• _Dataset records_
○ ○ ○
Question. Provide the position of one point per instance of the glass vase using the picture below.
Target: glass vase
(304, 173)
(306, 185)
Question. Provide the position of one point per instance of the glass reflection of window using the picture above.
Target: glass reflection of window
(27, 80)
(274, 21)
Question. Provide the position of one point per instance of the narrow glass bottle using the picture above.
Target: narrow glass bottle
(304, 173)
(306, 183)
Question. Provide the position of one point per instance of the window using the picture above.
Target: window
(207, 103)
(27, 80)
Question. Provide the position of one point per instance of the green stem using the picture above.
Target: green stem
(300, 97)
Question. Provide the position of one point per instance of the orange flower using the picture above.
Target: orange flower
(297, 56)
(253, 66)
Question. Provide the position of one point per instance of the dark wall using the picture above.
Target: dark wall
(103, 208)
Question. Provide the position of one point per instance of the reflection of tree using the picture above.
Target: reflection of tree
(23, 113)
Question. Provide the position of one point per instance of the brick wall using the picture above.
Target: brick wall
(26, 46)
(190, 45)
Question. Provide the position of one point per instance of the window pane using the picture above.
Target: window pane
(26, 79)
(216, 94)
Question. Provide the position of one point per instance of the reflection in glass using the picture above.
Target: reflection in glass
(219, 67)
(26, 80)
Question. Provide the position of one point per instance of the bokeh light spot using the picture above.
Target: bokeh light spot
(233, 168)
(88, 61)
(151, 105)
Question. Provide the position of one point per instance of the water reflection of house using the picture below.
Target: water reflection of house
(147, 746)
○ ○ ○
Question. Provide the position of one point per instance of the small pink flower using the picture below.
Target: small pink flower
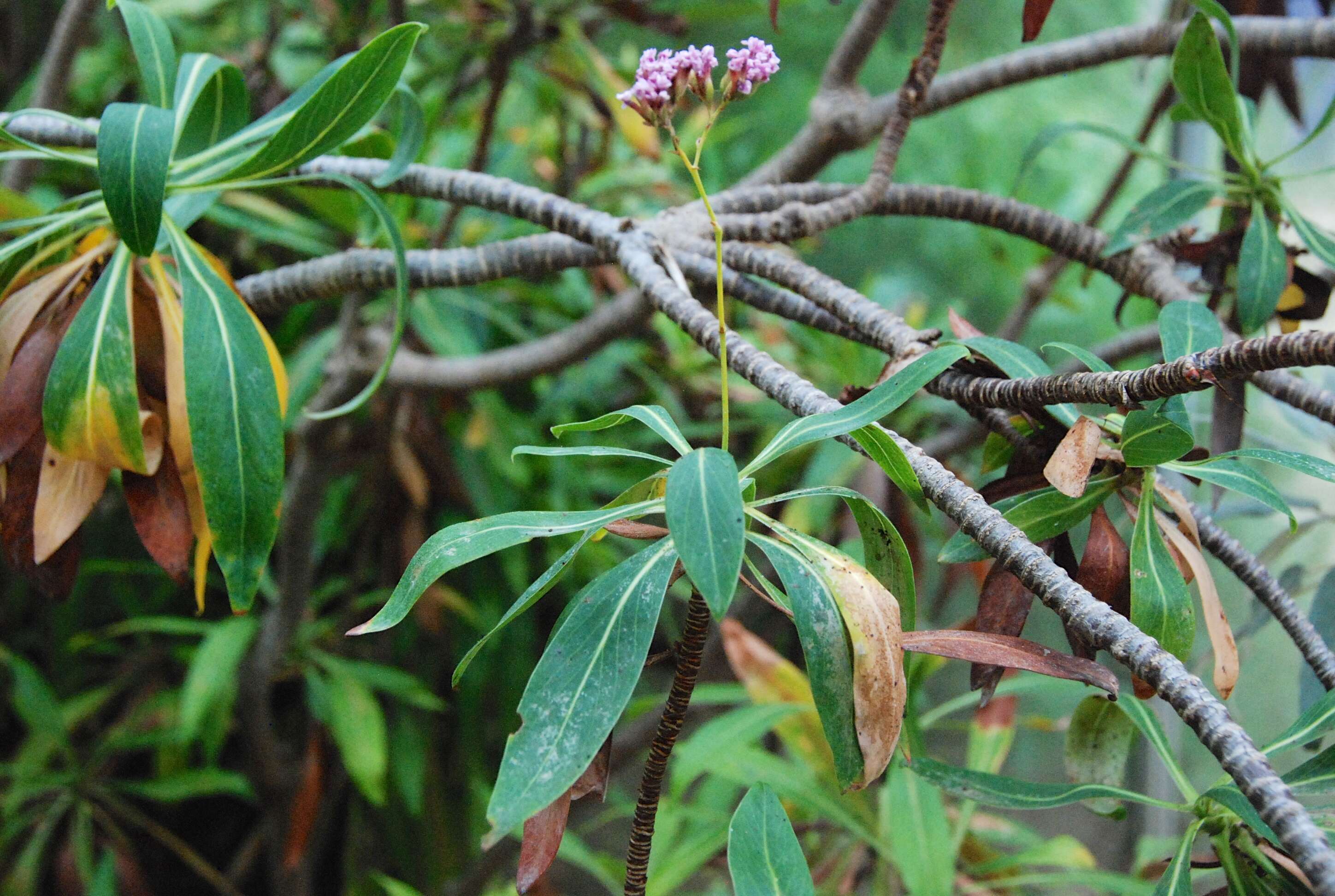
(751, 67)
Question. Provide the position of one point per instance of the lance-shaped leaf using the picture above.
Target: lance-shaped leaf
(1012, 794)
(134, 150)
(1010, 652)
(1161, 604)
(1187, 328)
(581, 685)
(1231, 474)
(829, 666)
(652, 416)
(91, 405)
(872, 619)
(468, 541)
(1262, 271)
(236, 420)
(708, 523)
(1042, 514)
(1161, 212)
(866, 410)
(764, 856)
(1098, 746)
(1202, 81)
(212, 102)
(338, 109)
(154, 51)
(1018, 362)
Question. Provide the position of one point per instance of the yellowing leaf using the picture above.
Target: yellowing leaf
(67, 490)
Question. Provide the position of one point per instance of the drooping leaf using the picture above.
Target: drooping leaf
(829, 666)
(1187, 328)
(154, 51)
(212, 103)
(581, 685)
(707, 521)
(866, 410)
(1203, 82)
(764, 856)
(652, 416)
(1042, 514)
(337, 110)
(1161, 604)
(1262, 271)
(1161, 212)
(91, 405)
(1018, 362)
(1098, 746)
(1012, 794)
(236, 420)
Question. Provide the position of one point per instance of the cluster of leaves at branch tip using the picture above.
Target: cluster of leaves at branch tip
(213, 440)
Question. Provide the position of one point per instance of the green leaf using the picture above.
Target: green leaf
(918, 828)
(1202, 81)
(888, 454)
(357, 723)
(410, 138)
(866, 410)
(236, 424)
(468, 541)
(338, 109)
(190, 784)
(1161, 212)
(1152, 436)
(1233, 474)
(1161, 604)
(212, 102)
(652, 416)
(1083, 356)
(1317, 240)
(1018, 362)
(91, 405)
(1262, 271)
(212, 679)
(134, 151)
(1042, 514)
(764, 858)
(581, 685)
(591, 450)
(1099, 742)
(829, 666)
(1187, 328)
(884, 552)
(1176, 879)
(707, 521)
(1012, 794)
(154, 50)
○ ○ ○
Identify every line in the records above that contains the word "spot", and copy each of those lines.

Question. Provide the position of one point per instance of the bokeh light spot using the picture above.
Target: bokeh light spot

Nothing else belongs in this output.